**WHAT YOU WILL DO:**
A - Reproduce verbatim the passage of the thread on Aperture alternatives that opens with the words containing "# Best alternatives" and closes with "Thank you everyone!".
B - Condense the paragraph of the thread on Aperture alternatives that begins "Since the app is no longer available" into a short bulleted list that keeps its main points.

**PAGE TEXT:**
---*---
# Best alternatives to Aperture?



## 50730

I always used Aperture to edit and enhance my photos, but not long ago Apple stopped its development. *(why!? )*

Since the app is no longer available and won't be getting any future updates I think it's time to switch to another app. Do any of you know some good alternatives to Aperture? I would like an app that lets me do about the same stuff that I could do in Aperture. *Please don't name Photoshop, I don't want to pay every month for a software. I also don't want to use the built-in Photos app to edit photos because it doesn't have as much features as Aperture.*

Thank you everyone!


----------



## IllusionX

Go with Lightroom

Edit: oh wait, Lightroom has been upgraded to monthly plan too.


----------



## Captstn

You can still purchase the stand alone Adobe Photoshop Lightroom 6
Lightroom
But I am not sure how much longer this option will continue.


----------



## 50730

Thanks, I think I'll go with the stand alone version of Lightroom.


----------



## keebler27

Hi Writer,

I wouldn't jump ship too fast.

Sure, Aperture's development is dead, but the app still works and most likely (no official confirmation) will for another OS version or 2.

It still works for me.

That said, some alternatives are:

LR as mentioned

Capture 1 (apparently very good). Standalone version is approx. $300 I believe

Mylio is another interesting app. Cross platform between Windows & Mac. Not cheap - $50 to $250 billed annually (USD funds so tack on more for CDN I believe).

There are a few others, but those are the big ones.

I'm hanging on for now and hoping Apple adds Aperture-like features or allows third party features for Photos.

This isn't for my business so I do have the luxury of time so I don't know what I'd do if not.

Cheers and good luck,
Keebler


----------



## macfoto

Photos should improve with the next version of OS X as it will support third party extensions. I don't know how it compares to Aperture or Lightroom, but GraphicConverter is a versatile program.
---*---
**DATA LISTING:**
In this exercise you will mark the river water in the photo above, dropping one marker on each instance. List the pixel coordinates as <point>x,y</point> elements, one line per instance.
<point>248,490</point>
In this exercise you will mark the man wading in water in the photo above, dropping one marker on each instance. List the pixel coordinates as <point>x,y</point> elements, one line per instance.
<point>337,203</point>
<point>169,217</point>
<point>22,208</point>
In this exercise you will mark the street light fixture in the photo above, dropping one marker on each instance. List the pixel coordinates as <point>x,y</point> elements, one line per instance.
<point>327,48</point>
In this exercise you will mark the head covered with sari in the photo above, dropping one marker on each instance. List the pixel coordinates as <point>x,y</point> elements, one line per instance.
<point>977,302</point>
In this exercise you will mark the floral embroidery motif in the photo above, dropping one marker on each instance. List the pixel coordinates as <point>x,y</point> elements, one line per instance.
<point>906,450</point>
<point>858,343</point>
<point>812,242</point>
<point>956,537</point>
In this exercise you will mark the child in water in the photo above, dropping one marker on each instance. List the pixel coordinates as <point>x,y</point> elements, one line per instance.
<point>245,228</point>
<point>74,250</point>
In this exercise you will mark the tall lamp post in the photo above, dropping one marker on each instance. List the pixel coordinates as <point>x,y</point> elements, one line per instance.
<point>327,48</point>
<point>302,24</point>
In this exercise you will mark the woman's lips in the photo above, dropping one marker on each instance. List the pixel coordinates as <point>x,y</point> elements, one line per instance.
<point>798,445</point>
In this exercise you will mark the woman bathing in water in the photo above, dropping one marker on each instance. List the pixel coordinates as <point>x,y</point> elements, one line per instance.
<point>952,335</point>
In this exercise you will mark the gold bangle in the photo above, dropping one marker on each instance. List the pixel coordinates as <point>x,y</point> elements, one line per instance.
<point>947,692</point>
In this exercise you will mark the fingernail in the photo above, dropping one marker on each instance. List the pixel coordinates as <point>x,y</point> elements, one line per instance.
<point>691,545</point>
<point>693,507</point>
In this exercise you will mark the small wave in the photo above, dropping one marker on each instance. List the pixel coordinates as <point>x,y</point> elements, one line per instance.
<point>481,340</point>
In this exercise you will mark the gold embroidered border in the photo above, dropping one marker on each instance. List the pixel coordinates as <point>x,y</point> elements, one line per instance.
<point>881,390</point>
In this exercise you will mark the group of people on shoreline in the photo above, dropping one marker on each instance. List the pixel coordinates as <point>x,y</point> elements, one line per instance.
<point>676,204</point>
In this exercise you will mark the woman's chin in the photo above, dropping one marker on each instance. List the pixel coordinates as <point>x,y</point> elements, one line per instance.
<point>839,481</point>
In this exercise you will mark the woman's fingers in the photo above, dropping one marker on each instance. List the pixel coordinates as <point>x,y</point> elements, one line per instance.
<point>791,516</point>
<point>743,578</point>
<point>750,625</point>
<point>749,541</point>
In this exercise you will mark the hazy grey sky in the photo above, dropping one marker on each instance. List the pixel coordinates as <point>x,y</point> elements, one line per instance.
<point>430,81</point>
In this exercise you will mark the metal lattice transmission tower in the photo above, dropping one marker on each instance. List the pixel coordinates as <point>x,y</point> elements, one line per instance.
---*---
**RESPONSES TO THE TASKS:**
A -
# Best alternatives to Aperture?



## 50730

I always used Aperture to edit and enhance my photos, but not long ago Apple stopped its development. *(why!? )*

Since the app is no longer available and won't be getting any future updates I think it's time to switch to another app. Do any of you know some good alternatives to Aperture? I would like an app that lets me do about the same stuff that I could do in Aperture. *Please don't name Photoshop, I don't want to pay every month for a software. I also don't want to use the built-in Photos app to edit photos because it doesn't have as much features as Aperture.*

Thank you everyone!

B -
- Aperture is no longer available and will get no future updates, so the writer plans to switch apps.
- The writer asks for good alternatives that can do roughly what Aperture did.
- Photoshop is ruled out because the writer doesn't want to pay monthly for software.
- The built-in Photos app is ruled out because it has fewer features than Aperture.